WHAT TO DO → Retype the data that follows exactly. No pictures belong in the copy.

AVAILABLE DATA →
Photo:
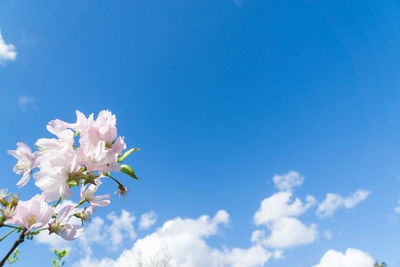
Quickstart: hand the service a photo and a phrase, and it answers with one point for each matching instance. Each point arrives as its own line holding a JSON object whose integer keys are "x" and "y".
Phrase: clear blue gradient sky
{"x": 220, "y": 96}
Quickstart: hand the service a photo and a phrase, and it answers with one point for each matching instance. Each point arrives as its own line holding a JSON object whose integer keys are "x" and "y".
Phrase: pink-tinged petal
{"x": 71, "y": 232}
{"x": 65, "y": 213}
{"x": 26, "y": 162}
{"x": 24, "y": 180}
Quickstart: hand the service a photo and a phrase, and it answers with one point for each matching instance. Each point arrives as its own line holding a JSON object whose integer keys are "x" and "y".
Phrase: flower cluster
{"x": 81, "y": 155}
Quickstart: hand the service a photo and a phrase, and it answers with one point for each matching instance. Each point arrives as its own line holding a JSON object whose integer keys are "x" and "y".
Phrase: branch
{"x": 16, "y": 244}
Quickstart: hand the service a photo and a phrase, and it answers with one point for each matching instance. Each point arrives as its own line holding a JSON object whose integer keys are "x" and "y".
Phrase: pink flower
{"x": 100, "y": 145}
{"x": 26, "y": 162}
{"x": 32, "y": 214}
{"x": 61, "y": 226}
{"x": 56, "y": 168}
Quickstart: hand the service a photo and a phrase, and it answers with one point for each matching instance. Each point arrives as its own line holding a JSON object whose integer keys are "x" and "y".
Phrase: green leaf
{"x": 127, "y": 154}
{"x": 128, "y": 170}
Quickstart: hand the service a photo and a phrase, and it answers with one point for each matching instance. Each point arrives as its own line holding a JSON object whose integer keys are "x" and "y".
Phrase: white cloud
{"x": 182, "y": 242}
{"x": 26, "y": 101}
{"x": 147, "y": 220}
{"x": 288, "y": 180}
{"x": 278, "y": 213}
{"x": 279, "y": 205}
{"x": 7, "y": 51}
{"x": 121, "y": 228}
{"x": 333, "y": 202}
{"x": 286, "y": 232}
{"x": 351, "y": 258}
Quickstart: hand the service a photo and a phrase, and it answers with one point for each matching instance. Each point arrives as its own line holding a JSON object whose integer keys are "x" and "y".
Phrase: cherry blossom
{"x": 25, "y": 164}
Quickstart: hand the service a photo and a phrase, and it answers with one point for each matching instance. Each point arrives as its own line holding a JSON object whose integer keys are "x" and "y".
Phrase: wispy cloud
{"x": 7, "y": 51}
{"x": 25, "y": 101}
{"x": 333, "y": 202}
{"x": 351, "y": 257}
{"x": 147, "y": 220}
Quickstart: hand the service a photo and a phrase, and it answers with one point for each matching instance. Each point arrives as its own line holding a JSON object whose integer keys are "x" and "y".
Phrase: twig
{"x": 16, "y": 244}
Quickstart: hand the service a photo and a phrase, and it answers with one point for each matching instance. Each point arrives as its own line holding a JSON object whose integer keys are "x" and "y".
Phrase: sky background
{"x": 220, "y": 96}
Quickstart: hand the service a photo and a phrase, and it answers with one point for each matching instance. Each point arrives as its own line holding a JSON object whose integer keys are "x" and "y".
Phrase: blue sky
{"x": 220, "y": 96}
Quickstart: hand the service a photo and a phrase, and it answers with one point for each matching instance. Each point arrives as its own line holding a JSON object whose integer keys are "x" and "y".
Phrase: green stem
{"x": 58, "y": 202}
{"x": 109, "y": 176}
{"x": 80, "y": 203}
{"x": 10, "y": 226}
{"x": 16, "y": 244}
{"x": 9, "y": 233}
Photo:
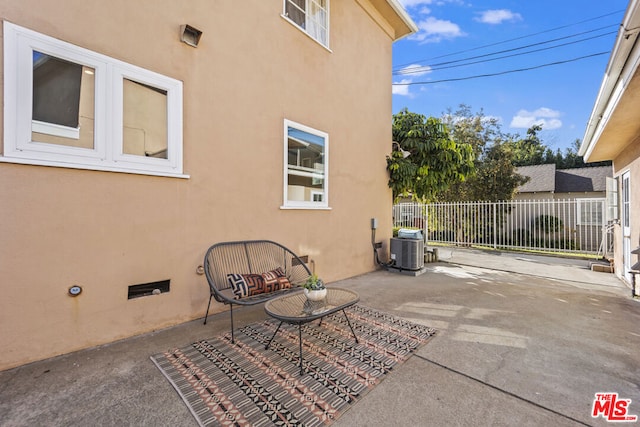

WRITTEN ANSWER →
Photo:
Quickstart: hand the service a photo and a phrase, and it answers with one point for each matching instance. Each point arrives as its own line holding a JSON object whose integer keys are "x" and "y".
Phrase: clear blue gradient sky
{"x": 220, "y": 96}
Quickstart: hand the service a photo and a phrase, and it answers with one point for each matching instance. Each point arrives as its own line holding a JSON object whose integer keys are "x" and "y".
Phrase: pink-tinged petal
{"x": 71, "y": 232}
{"x": 65, "y": 213}
{"x": 26, "y": 162}
{"x": 24, "y": 180}
Quickstart: hand the service a photo and a phrase, and it answers with one point for each matching instance. Each point arrives as its own line holding a JSON object whose integer keys are "x" and "y".
Phrase: flower cluster
{"x": 81, "y": 155}
Quickstart: hand the service a photo and a phrase, and it answers with one point for each matching instance. Each point arrives as its own line holding a JSON object whose integer keys are "x" and "y".
Phrase: branch
{"x": 16, "y": 244}
Quickstart: hand the service a photo and a phrase, and it answers with one point for each matching instance. Each point arrives as its own line holding a JSON object whose integer keys are "x" and "y".
Phrase: pink flower
{"x": 100, "y": 145}
{"x": 26, "y": 162}
{"x": 32, "y": 214}
{"x": 61, "y": 226}
{"x": 56, "y": 168}
Quickstart: hand the service a photo and a phrase, and it answers with one point for each matching instance. Each point arrives as its own line holding a JSON object whose integer keys are "x" and "y".
Phrase: green leaf
{"x": 127, "y": 154}
{"x": 128, "y": 170}
Quickstart: hand the service a photo and a phrase, and it answers with one point for each matching instance. Each point arrives as its own line holding a JSON object whose integer keys are "x" and "y".
Phrase: white cloud
{"x": 182, "y": 242}
{"x": 26, "y": 101}
{"x": 147, "y": 220}
{"x": 288, "y": 180}
{"x": 278, "y": 213}
{"x": 279, "y": 205}
{"x": 7, "y": 51}
{"x": 121, "y": 228}
{"x": 333, "y": 202}
{"x": 286, "y": 232}
{"x": 351, "y": 258}
Quickstart: hand the service a photo and a phrase, and it answers with one point for each matching instance. Each point arrives as its own line holding a JSON object whose integer keys are "x" and "y".
Phrase: cherry blossom
{"x": 25, "y": 164}
Quickstart: hand the service a photo and a phrase, and it answers with one point for each matching instance. Each point arrives as its own line holding a JSON object whose integer keys are "x" and "y".
Phrase: wispy cloud
{"x": 7, "y": 51}
{"x": 25, "y": 101}
{"x": 333, "y": 202}
{"x": 351, "y": 257}
{"x": 147, "y": 220}
Quickstart: hand the service a photo and a phrase, and it answers with one point for each matching instance. Each point arrives as its own line holding a JSON object whose integer keys are "x" and "y".
Phrase: twig
{"x": 16, "y": 244}
Quickstart: hand the service a photo and a phrase, and it answers with one point for each matching instance. Each point arrives as its own line holding a JSON object whose integer keys are "x" and "y".
Phrase: sky background
{"x": 220, "y": 96}
Quickstart: hand the service a photo and a phrase, and it answers with one point for each matching instance. Each point arrives as its own line holding a JSON object whose integer keys are "x" and "y".
Phrase: blue sky
{"x": 220, "y": 96}
Quickstart: hand the service a photo and a phrase, and it answers with one point for each matching instance. Each point arrives as its own line holding a JSON object whose integer keys are "x" and "y".
Phrase: green stem
{"x": 58, "y": 202}
{"x": 109, "y": 176}
{"x": 80, "y": 203}
{"x": 10, "y": 226}
{"x": 16, "y": 244}
{"x": 9, "y": 233}
Photo:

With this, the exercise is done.